#### [WHAT YOU NEED TO DO]
Transcribe every item below line for line, leaving out the pictures.

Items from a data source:
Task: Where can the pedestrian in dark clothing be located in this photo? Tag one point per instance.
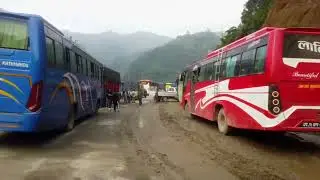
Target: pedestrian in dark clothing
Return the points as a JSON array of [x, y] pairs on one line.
[[109, 97], [115, 101]]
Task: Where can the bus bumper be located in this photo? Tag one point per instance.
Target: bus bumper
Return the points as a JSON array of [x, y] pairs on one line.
[[300, 121], [19, 122]]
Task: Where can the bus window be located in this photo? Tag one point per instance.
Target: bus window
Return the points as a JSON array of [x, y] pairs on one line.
[[78, 65], [208, 73], [233, 66], [50, 52], [260, 59], [13, 34], [201, 76], [59, 55], [247, 61], [67, 59], [74, 65], [92, 69], [85, 64]]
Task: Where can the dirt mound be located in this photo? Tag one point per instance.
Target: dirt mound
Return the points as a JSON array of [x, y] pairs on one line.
[[294, 13]]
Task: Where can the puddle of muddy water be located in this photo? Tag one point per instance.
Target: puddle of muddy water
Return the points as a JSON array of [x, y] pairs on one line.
[[109, 123]]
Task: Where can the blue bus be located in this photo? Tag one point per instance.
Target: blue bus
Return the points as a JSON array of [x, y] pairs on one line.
[[47, 82]]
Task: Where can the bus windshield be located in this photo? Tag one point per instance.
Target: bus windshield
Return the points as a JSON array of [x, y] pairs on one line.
[[13, 34]]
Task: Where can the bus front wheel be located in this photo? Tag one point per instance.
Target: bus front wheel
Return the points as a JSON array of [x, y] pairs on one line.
[[187, 111], [223, 126]]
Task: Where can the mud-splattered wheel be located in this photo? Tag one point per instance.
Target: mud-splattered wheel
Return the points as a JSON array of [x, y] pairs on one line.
[[187, 111], [71, 121], [223, 126]]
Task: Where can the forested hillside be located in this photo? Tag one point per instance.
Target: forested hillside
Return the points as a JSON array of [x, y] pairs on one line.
[[163, 63], [253, 18], [118, 50]]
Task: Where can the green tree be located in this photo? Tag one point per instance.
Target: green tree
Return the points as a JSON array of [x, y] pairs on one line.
[[253, 17]]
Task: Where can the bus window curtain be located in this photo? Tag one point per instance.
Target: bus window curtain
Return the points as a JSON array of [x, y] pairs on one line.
[[13, 34]]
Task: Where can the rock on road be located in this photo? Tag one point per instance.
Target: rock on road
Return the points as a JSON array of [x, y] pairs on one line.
[[156, 141]]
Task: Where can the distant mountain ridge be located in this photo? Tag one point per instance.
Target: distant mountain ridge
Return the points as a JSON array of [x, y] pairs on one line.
[[109, 47], [164, 62]]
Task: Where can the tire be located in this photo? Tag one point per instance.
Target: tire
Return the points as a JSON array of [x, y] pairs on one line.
[[71, 121], [97, 108], [223, 125], [186, 110]]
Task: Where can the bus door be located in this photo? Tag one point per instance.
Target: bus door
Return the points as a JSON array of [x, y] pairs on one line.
[[194, 78], [181, 86], [216, 74]]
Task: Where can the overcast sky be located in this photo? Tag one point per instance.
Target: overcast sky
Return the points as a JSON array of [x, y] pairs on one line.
[[164, 17]]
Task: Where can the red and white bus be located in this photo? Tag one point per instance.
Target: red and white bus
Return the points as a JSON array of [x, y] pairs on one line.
[[268, 80]]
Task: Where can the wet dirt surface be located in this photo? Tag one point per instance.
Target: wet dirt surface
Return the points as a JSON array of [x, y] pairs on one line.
[[156, 141]]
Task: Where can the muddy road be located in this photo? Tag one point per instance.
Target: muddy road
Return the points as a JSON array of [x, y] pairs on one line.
[[156, 141]]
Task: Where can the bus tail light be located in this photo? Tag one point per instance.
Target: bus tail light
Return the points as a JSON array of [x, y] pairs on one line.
[[274, 100], [34, 102]]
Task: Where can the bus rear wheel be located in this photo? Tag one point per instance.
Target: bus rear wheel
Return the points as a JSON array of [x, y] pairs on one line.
[[223, 126], [187, 111]]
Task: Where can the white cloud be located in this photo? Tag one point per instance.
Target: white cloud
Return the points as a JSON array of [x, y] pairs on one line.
[[166, 17]]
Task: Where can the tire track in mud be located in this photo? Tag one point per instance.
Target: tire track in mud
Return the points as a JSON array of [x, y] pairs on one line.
[[238, 165], [153, 160]]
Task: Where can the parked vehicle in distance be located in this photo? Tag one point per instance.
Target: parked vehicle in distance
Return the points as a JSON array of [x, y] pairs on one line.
[[47, 81], [165, 95], [268, 81]]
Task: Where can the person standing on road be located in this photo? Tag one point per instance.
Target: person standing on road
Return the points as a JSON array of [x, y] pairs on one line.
[[115, 101], [109, 96], [140, 94]]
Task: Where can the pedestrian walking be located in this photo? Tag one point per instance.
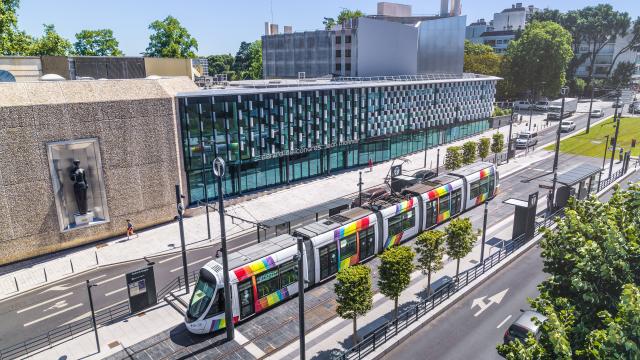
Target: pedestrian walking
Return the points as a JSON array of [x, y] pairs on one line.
[[130, 231]]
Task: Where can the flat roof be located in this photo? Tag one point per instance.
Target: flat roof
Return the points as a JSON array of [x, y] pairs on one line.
[[294, 85]]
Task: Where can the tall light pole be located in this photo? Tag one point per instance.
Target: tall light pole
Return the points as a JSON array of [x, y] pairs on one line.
[[563, 91], [218, 170], [180, 209], [616, 118]]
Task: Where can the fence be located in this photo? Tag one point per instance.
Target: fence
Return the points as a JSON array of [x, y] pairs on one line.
[[391, 328], [67, 332]]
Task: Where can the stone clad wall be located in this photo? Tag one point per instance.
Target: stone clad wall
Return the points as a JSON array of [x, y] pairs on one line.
[[134, 122]]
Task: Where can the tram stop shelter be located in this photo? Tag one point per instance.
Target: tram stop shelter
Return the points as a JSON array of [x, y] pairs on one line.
[[282, 224], [577, 182]]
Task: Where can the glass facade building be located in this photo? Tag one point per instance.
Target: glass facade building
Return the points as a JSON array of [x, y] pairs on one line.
[[274, 136]]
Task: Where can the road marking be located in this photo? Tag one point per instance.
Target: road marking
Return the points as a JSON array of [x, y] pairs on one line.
[[169, 259], [111, 279], [495, 299], [250, 347], [51, 315], [503, 321], [43, 303], [191, 263], [115, 291]]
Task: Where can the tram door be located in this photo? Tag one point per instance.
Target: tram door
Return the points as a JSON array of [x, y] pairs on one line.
[[328, 260], [245, 290], [432, 213]]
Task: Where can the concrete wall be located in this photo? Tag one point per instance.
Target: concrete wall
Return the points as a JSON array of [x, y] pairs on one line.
[[385, 48], [168, 67], [284, 55], [23, 68], [441, 45], [127, 117]]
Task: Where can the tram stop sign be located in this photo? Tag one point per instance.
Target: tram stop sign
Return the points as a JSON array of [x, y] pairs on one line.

#### [FULL ANSWER]
Task: Where can the pedestrian in dark clothing be located in this photo? Tag one point per instance.
Target: pedestrian in dark clothing
Return the points as a JSON array of [x, y] pairs on one line.
[[109, 97], [115, 101]]
Task: Where can the bus bumper be located in this photo? Tag one point per instance.
Target: bus bumper
Return the points as a JSON array of [x, y] pairs on one line.
[[300, 121], [19, 122]]
Task: Where can the bus window be located in this photo? Tag one point per instance.
Target: bus window
Return the points as a JSON array of [x, y] pairs on one line.
[[78, 65], [208, 73], [233, 66], [50, 52], [260, 59], [13, 34], [201, 76], [59, 55], [247, 61], [67, 59], [74, 65], [92, 69], [85, 64]]
Task: Where can the dirt mound be located in this photo? Tag one point per instance.
Target: dirt mound
Return the points as a JSON array of [x, y] pairs on one line.
[[294, 13]]
Task: Where can the puddle of muddy water be located in this photo? Tag one point per instance.
Target: puddle of muddy water
Return the points as a JSON array of [x, y] pairs on one line.
[[109, 123]]
Task: Where can the blue bus be located in this photo? Tag one point per instance.
Target: blue bus
Return the points as a JSON array of [x, y] pairs on one line.
[[47, 82]]
Task: Where can the bus windshield be located in this photo? Tag one point per instance.
Target: bus windshield
Return the points as a JSON array of [x, y] pairs on one line.
[[13, 34]]
Task: Where can the bus front wheel be located in this photo? Tag one point per instance.
Target: bus front wheel
Return the points as a JSON array of [x, y] pairs on one line.
[[187, 111], [223, 126]]
Task: Where can the mud-splattered wheel be located in this photo? Tag one point per instance.
Target: mud-splattered wheel
Return the points as a JSON array of [x, y] pairs on one line.
[[187, 111], [71, 121], [223, 126]]
Task: Where can the forested hillside be located in this photo? Tag one point per instance.
Target: forested hillside
Return the points as a JSON array of [x, y] pairs on one line.
[[163, 63], [253, 18], [118, 50]]
Task: Where can the green tree be located in this photo? Tag one point per instance.
Target: green tree
Return the points as a JSON array of [x, y] pairs on one line.
[[253, 17]]
Task: Where can the bus window curtain be located in this photo? Tag one point per instance.
Target: bus window curtain
Return the points as a JSON array of [x, y] pairs on one line.
[[13, 34]]
Task: Where can the rock on road be located in this photo? Tag one point per instance.
Target: rock on road
Return the points as a JSON array of [x, y] pairs on one line.
[[156, 141]]
Task: Where can the distant mountain ridge be located in this photo? Tag one point per instance.
Target: distant mountain ridge
Return the points as a JSON array of [x, y] pairs on one line.
[[109, 47], [164, 62]]
Task: Where can the tire be located in this photo? Tag one point per instance.
Target: tire
Return the points as a JSON array of [x, y] pairs on one line.
[[71, 121], [97, 108], [223, 125], [186, 110]]
Task: Where can the bus door be located in this photo? Tag one point per instance.
Target: bus door
Return the points as a JSON array of [x, y] pairs on one line.
[[194, 78], [181, 86], [216, 74]]
Task: Where can the overcast sky be located in this photo? Tag one point per instance.
Target: overcast sky
Return the points as a JSON array of [x, y] pairs on one line.
[[164, 17]]
Task: Where can the red and white bus be located in this photo? Tag one point per instance.
Target: red and white bus
Return the points as a JSON array of [x, y] pairs on one line.
[[268, 80]]
Task: Where can the wet dirt surface be located in this photo? Tag one point per instance.
Target: wet dirt surface
Return the points as a JSON array of [x, y] pairs on one line.
[[156, 141]]
Task: Where can the muddy road be located in this photo? Tag one point per instance.
Target: muddy road
Return the points as a JSON array of [x, y] pairs on one line.
[[156, 141]]
Task: Where can the bus tail light be located in this photo? Tag one point per instance.
Target: bus tail light
Return the points as a JSON array of [x, y] pairs on one line.
[[274, 100], [34, 102]]
Task: Where can the bus rear wheel be located in this photo? Tag one point per instance.
Target: bus rear wheel
Return the points as a JSON array of [x, y] pairs on one line.
[[223, 126], [187, 111]]
Task: Where can the white cloud be located in this photo? Tag one point per instance.
Target: white cloud
Return the points as a JSON array of [x, y] pairs on one line.
[[166, 17]]
Task: Where can the tire track in mud be located in this photo? Tag one point per instance.
Target: tire track in mud
Return the points as a JSON array of [x, y] pairs on one line.
[[238, 165], [153, 160]]
Task: Where can the parked vehicle in distance be located in this photo? Tag one point per instance.
Target: parked vehicle in distance
Return the points as a JSON array of [x, y] pairs on one line.
[[47, 81], [165, 95], [268, 81]]
Task: Where can the person standing on road be located in this photo? Tag one point per instance.
Target: person standing on road
Return the points as a JSON array of [x, y] pairs on one line.
[[115, 101], [109, 96], [140, 94]]
Task: Where can the pedestrian walking be located in this photo? Tag one point per instance.
Target: pedestrian walking
Return the points as a JSON array of [x, y] pairs on one line.
[[130, 231]]
Task: Where can the flat roof be located in this photo? Tag one point per instance.
Target: flat roof
Return the points as a JSON array of [x, y] pairs on one line.
[[294, 85]]
Task: Where can the tall light pole be located in this photo? Tag one point per instance.
Target: tall light pole
Return the points as a JSON array of [x, y] pairs on one line.
[[563, 91], [218, 170], [180, 209], [616, 118]]
Task: Where can the fence be located in this photo? Tag one point per instance.
Target: fence
Return the points as a JSON array of [x, y] pairs on one line.
[[391, 328], [67, 332]]
Task: Where can the stone clad wall be located in this photo? Tag one point per instance.
Target: stone clad wall
Return the points as a JSON array of [x, y] pairs on one line.
[[134, 122]]
Task: Where can the tram stop shelter be located in this photo? Tag one point per instance.
Target: tram stop shelter
Return the points as a JSON array of [x, y] pairs on one line.
[[282, 224], [577, 182]]
Task: Where can the glass facade building be located in this photo? Tag one point per instance.
Target: glass facade building
Return the points as a JSON array of [x, y] pairs on one line.
[[274, 136]]
Task: Where can the road marking be located in this photo? Tag one point per instance.
Target: road marking
Return the points as a JSON array of [x, y] pairs on one line.
[[169, 259], [111, 279], [495, 299], [250, 347], [51, 315], [503, 321], [43, 303], [191, 263], [115, 291]]
Task: Where can the tram door be located in this photo? Tag one point per instance.
Target: tram door
Return the points as a JSON array of [x, y] pairs on one line.
[[328, 260], [245, 290], [432, 213]]
Task: Where can the concrete wall be located in this photo? Tag one point per instance.
Target: concrete wall
Return the points as a JSON array of [x, y] pairs on one line.
[[385, 48], [168, 67], [284, 55], [23, 68], [441, 45], [127, 117]]
Task: Where can the tram stop sign be located in this photo? Tag one point per instance.
Target: tram stop sign
Return the points as a JSON array of [x, y] pairs on one line.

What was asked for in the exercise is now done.